Objective.
Rewrite the lines below, putting "indented" wherever "pretty-printed" appears and changing nothing else.

Given records.
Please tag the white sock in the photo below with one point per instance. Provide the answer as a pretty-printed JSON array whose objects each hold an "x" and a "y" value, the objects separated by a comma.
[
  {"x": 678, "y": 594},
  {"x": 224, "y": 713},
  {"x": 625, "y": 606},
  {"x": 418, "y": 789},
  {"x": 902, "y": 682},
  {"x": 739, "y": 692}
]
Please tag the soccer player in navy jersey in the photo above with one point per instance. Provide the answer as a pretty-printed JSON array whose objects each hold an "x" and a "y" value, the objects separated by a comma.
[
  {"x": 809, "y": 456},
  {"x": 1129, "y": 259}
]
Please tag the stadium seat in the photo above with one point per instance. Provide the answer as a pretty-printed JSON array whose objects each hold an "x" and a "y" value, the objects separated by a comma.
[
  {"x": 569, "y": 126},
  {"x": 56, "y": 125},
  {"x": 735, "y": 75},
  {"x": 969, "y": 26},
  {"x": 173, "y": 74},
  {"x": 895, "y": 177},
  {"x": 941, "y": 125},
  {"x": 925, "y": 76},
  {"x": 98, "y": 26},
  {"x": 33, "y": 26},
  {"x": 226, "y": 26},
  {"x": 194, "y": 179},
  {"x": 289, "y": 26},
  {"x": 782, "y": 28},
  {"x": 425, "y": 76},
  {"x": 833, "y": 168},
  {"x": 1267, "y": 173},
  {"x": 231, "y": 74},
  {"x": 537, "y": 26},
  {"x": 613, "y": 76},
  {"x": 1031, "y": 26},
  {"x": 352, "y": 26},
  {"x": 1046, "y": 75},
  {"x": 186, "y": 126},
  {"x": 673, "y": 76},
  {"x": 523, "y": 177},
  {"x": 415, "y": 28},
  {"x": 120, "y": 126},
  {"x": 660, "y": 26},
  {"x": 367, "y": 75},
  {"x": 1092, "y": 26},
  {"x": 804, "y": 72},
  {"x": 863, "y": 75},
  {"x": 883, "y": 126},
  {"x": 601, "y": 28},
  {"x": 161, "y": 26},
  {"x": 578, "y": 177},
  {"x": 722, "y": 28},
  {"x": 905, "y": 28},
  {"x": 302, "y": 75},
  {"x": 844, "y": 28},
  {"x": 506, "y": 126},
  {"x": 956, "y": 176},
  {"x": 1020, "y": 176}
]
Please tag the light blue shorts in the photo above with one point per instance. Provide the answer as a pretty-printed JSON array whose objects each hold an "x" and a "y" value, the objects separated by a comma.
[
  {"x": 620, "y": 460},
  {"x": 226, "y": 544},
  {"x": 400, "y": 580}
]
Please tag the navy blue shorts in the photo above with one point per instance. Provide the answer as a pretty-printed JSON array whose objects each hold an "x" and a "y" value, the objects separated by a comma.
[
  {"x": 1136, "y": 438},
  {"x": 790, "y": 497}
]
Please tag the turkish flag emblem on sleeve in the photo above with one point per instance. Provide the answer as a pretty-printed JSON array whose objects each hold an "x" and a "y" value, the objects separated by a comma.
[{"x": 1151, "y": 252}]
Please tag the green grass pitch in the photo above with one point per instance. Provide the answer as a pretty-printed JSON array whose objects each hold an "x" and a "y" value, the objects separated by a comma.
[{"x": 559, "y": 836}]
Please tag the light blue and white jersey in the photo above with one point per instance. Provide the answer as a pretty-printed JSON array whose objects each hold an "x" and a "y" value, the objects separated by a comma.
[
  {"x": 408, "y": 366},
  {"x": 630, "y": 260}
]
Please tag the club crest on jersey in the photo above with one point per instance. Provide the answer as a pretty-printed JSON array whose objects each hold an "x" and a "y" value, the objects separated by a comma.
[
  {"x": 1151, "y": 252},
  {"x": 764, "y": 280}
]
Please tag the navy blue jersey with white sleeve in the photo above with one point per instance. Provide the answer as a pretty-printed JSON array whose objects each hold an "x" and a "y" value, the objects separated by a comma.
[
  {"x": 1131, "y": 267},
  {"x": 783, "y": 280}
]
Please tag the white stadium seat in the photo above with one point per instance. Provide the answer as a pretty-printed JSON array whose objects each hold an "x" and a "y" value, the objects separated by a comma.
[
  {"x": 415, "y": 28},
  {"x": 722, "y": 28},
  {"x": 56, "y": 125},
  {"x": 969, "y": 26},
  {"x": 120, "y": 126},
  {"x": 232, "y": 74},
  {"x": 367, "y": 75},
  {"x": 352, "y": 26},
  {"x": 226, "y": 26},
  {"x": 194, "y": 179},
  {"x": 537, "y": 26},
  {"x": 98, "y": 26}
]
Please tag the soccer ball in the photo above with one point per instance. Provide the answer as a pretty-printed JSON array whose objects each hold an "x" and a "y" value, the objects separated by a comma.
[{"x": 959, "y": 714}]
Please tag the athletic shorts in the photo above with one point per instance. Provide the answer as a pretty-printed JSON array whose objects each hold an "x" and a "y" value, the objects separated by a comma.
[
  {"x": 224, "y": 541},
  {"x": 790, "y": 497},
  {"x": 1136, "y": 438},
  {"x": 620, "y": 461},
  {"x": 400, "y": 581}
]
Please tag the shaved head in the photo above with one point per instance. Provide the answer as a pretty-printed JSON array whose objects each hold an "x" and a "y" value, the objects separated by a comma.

Solution.
Please tag the white sock in the photo below with one point per instance. Provide the answer as a indented JSON array whose objects each hold an "x" and a "y" value, the objects separated by a comma.
[
  {"x": 678, "y": 594},
  {"x": 224, "y": 713},
  {"x": 625, "y": 606},
  {"x": 418, "y": 789},
  {"x": 902, "y": 682},
  {"x": 739, "y": 692}
]
Please tag the soccer player in navy jersey in the photo above with one point per instance. Provide the answer as a indented JSON array whose objects each hold an "x" and a "y" value, the objects separated by a comma.
[
  {"x": 809, "y": 456},
  {"x": 1129, "y": 259}
]
Please tag the stadium seat in the photo above with one point per instance. Provide the answer as a indented JSON array whose objects each hold an "x" and a "y" value, the objects separated by a comma.
[
  {"x": 569, "y": 126},
  {"x": 56, "y": 125},
  {"x": 735, "y": 75},
  {"x": 969, "y": 26},
  {"x": 173, "y": 74},
  {"x": 895, "y": 177},
  {"x": 941, "y": 125},
  {"x": 925, "y": 76},
  {"x": 98, "y": 26},
  {"x": 33, "y": 26},
  {"x": 226, "y": 26},
  {"x": 194, "y": 179},
  {"x": 289, "y": 26},
  {"x": 782, "y": 28},
  {"x": 425, "y": 76},
  {"x": 833, "y": 168},
  {"x": 1267, "y": 173},
  {"x": 231, "y": 74},
  {"x": 537, "y": 26},
  {"x": 613, "y": 76},
  {"x": 1031, "y": 26},
  {"x": 352, "y": 26},
  {"x": 1046, "y": 75},
  {"x": 186, "y": 126},
  {"x": 673, "y": 76},
  {"x": 523, "y": 177},
  {"x": 415, "y": 28},
  {"x": 120, "y": 126},
  {"x": 660, "y": 26},
  {"x": 367, "y": 75},
  {"x": 1092, "y": 26},
  {"x": 804, "y": 72},
  {"x": 863, "y": 75},
  {"x": 883, "y": 126},
  {"x": 601, "y": 28},
  {"x": 161, "y": 26},
  {"x": 578, "y": 177},
  {"x": 722, "y": 28},
  {"x": 905, "y": 28},
  {"x": 302, "y": 75},
  {"x": 844, "y": 28},
  {"x": 506, "y": 126},
  {"x": 956, "y": 176},
  {"x": 1020, "y": 176}
]
Please tag the light blue shorts in the photo above with one point per instance. Provide the answer as a indented JSON array whose objects each hold an "x" and a "y" value, the objects separated by a comma.
[
  {"x": 620, "y": 460},
  {"x": 226, "y": 544},
  {"x": 400, "y": 580}
]
Please tag the navy blue shorts in the photo above with one point per instance. Provide the answer as a indented JSON array whose objects each hold an "x" and a "y" value, the objects separated by a comma.
[
  {"x": 1136, "y": 438},
  {"x": 790, "y": 497}
]
Please tag the turkish flag emblem on sleeve in the photo above with one point per instance. Provide the answer as a indented JSON array whose objects each hold an "x" and a "y" value, the objects separated by a comma.
[{"x": 1151, "y": 252}]
Please tag the green grass pitch in the photo above with one point per instance. Provide the answer as a indented JSON array whose objects each hold an "x" and a "y" value, the objects separated by a comma.
[{"x": 559, "y": 836}]
Please tag the light blue and white jersey in the photo above with one point per instance. Provide the answer as a indented JSON array whose objects each hold an "x" and a "y" value, the objects separated by a comma.
[
  {"x": 408, "y": 366},
  {"x": 630, "y": 260}
]
Please tag the club crest on jersey in the photo above with one point per instance. Provide the answer as a indented JSON array whose objects each hold an "x" and a "y" value, the objects separated by a comma.
[
  {"x": 1151, "y": 252},
  {"x": 764, "y": 280}
]
Please tag the navy blue jersey with white sleeve in the photo above with one point per instance. Provide the answer as a indented JSON array whose objects each hold an "x" and a "y" value, the objects separated by a comma.
[
  {"x": 1131, "y": 267},
  {"x": 783, "y": 280}
]
Please tag the white stadium seat in the photo above with one point per instance. Provide the answer as a indented JSON array whose objects each hold an "x" and a "y" value, the objects separated by a comma.
[
  {"x": 415, "y": 28},
  {"x": 722, "y": 28},
  {"x": 56, "y": 125},
  {"x": 969, "y": 26},
  {"x": 120, "y": 126},
  {"x": 232, "y": 74},
  {"x": 367, "y": 75},
  {"x": 352, "y": 26},
  {"x": 226, "y": 26},
  {"x": 194, "y": 179},
  {"x": 537, "y": 26},
  {"x": 98, "y": 26}
]
Please tag the soccer ball in the photo above with one point per instance. Provide the answer as a indented JSON array whose objects each hold an "x" and a "y" value, the objects separated by a comma.
[{"x": 959, "y": 714}]
Please tag the athletic shorts in the photo above with one point per instance. Provide the answer as a indented JSON array whose objects each hold an "x" and a "y" value, the objects separated by a comma.
[
  {"x": 224, "y": 541},
  {"x": 790, "y": 497},
  {"x": 1136, "y": 438},
  {"x": 620, "y": 461},
  {"x": 400, "y": 581}
]
Please tag the shaved head in the photo above with one point per instance. Provide the answer as a indented JSON array whose objects each hold an "x" and a "y" value, the objects separated by a comma.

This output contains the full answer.